■ **Record list**
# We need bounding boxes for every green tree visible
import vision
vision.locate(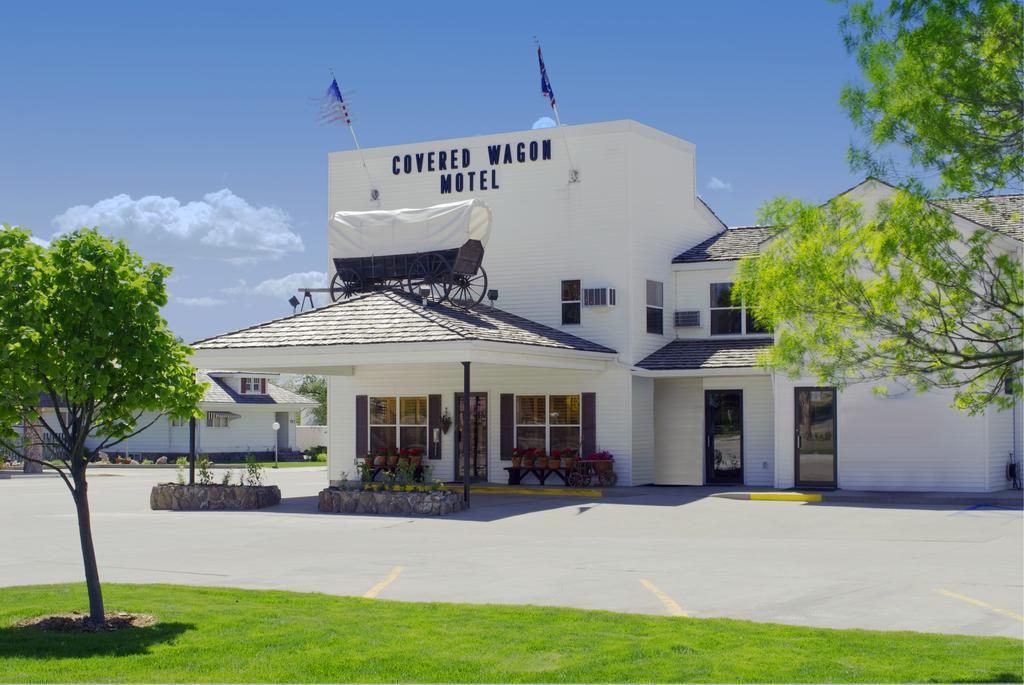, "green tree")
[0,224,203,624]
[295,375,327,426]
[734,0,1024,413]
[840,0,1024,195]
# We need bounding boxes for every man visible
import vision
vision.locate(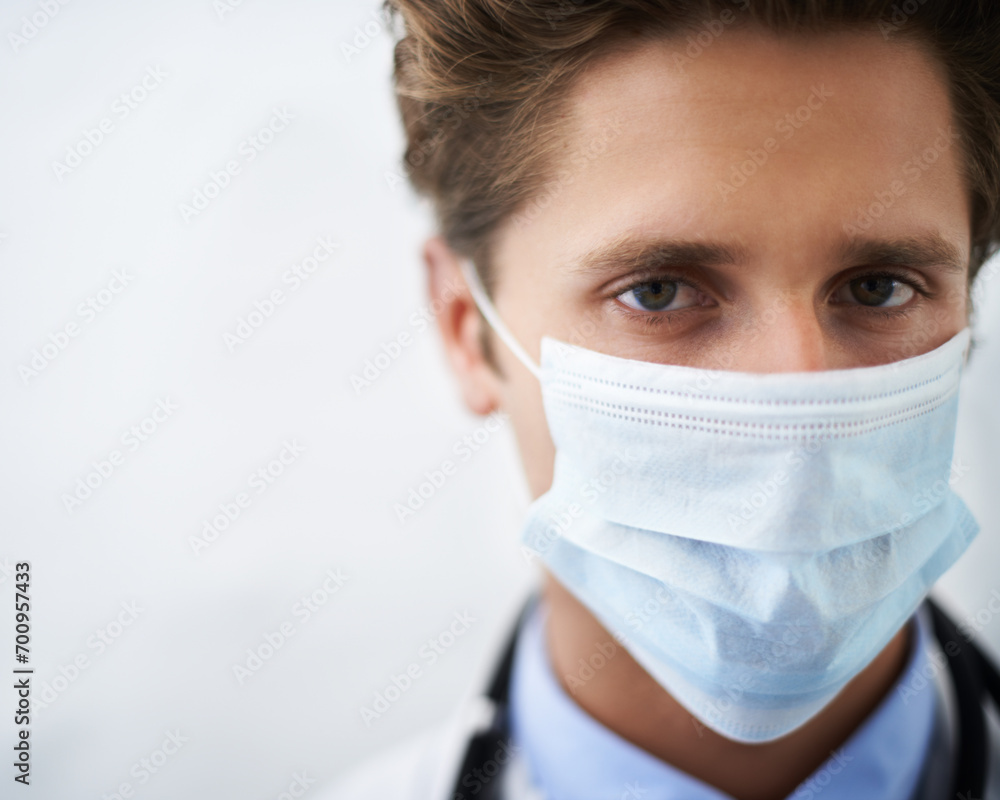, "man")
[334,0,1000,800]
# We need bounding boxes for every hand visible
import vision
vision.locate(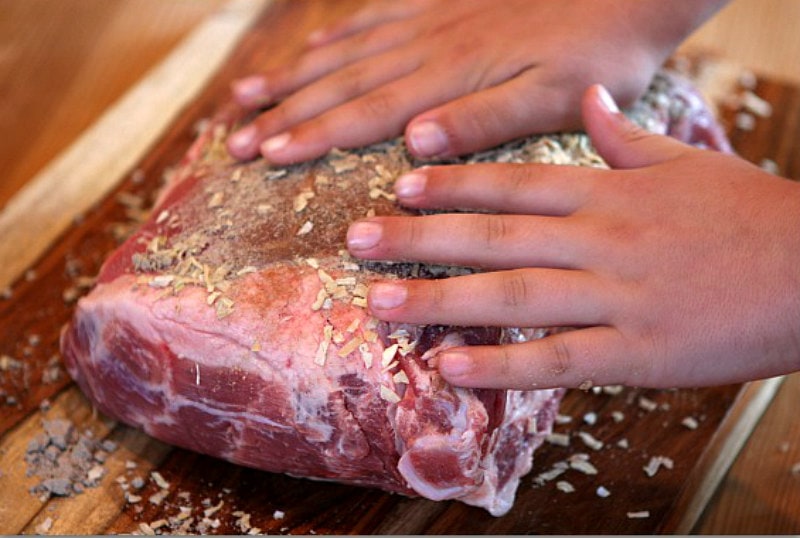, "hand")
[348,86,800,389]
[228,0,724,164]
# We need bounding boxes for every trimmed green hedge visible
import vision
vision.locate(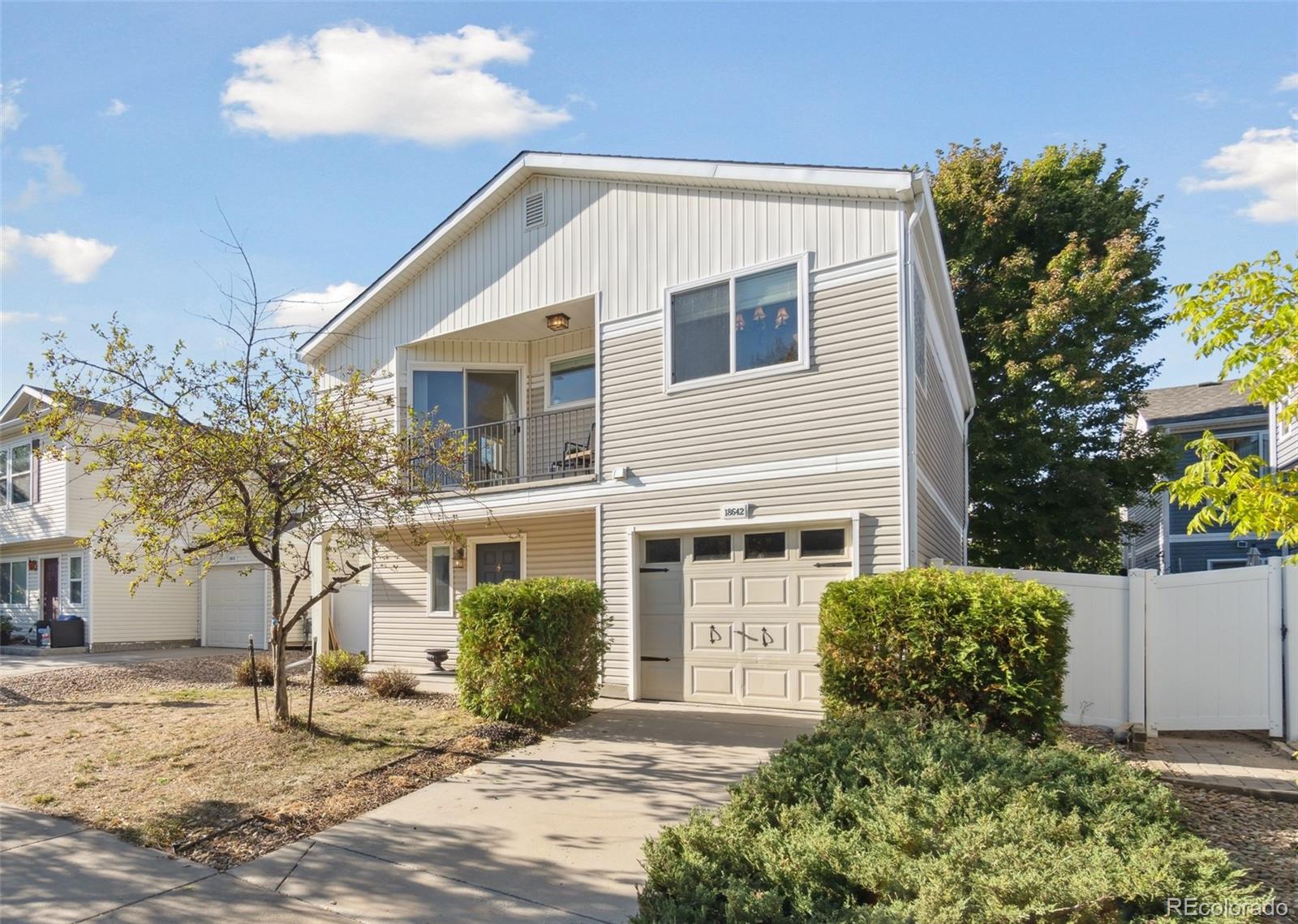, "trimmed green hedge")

■ **Required task**
Please pull out each line of the material containing the word "visible", treating uppercase and lowercase letters as different.

■ **Solution to this task**
# We need bounding boxes for every green tree visible
# We need bounding boxes for every man visible
# We need bounding boxes for every hand visible
# We need bounding boxes for every trimmed green hedge visible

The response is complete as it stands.